→ PROBLEM REQUIREMENTS: A complete and exact copy of the data below is required.

→ RECORDED INFORMATION:
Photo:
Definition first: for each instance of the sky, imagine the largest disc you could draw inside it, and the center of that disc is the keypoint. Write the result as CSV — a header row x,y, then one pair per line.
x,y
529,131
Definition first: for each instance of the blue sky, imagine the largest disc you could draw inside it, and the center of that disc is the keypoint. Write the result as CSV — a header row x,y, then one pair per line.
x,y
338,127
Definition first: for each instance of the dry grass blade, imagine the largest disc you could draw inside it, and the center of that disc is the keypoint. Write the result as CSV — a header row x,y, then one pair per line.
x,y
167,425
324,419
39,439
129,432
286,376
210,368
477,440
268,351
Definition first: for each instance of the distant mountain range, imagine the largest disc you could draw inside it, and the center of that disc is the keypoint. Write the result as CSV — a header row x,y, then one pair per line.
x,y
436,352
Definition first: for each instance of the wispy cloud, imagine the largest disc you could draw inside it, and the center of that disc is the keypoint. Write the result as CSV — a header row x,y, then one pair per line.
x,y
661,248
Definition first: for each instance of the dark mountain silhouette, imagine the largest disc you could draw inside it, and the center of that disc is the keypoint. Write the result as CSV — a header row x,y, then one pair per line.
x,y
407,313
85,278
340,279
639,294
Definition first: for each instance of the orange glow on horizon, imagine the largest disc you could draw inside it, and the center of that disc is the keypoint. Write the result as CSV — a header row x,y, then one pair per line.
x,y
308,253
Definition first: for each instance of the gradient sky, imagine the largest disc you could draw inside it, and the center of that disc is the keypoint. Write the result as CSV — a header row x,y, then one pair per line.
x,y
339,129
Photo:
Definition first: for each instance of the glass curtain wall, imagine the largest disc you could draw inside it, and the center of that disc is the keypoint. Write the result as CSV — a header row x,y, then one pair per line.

→ SOLUTION TO THE EXERCISE:
Photo:
Definition first: for each instance of the sky, imagine the largest disc you could draw inside it, and the center of that disc is the keypoint. Write the result as CSV — a header row x,y, then one pair per line.
x,y
529,131
Definition first: for each instance of the blue sky, imagine the largest disc you could draw inside it, and the center of that disc is the keypoint. Write the result as CSV — a header row x,y, then one pair per line.
x,y
338,127
Definition first: for each instance of the dry grass blade, imagine the largest disc you could draw inside it, and the center of that disc is the keypoint. Write the result as CSV — a header row x,y, then one pair per line.
x,y
167,425
324,419
39,439
129,432
286,376
210,368
477,440
268,351
Definition first: for each instance of the distant mountain range, imagine the largest disc you could draw inside it, and the center of that disc is the keypoint. Write the result as CSV — a header row x,y, then one pair per line.
x,y
436,352
Definition first: for each instance of the wispy cloud, imagine the largest disc you could draw inside it, and the center of that disc is the keypoint. Write the result as CSV — a header row x,y, then one pair per line.
x,y
661,248
Definition first: for each instance of the dark mountain silhouette, imagine the largest disc you could draw inside it, and the center of that disc is the keypoint. Write the result as CSV — a header row x,y, then one pair per line.
x,y
407,313
85,278
340,279
639,294
Definition first: for each instance of the orange glow on horizon, imagine the largest disc you could draw inside it, and the center of that disc is the keypoint. Write the result as CSV — a header row x,y, then one pair per line.
x,y
308,253
Definition first: for each instance of the gradient sky, imagine the largest disc you could draw inside it, and the center of that disc is the keypoint. Write the result as CSV — a header row x,y, then one pair per line.
x,y
339,129
Photo:
Definition first: for each instance of the glass curtain wall, imagine the largest disc you could draw inside it, and the center of that disc is the keypoint. Write the result as CSV — a header row x,y, then one pair per line.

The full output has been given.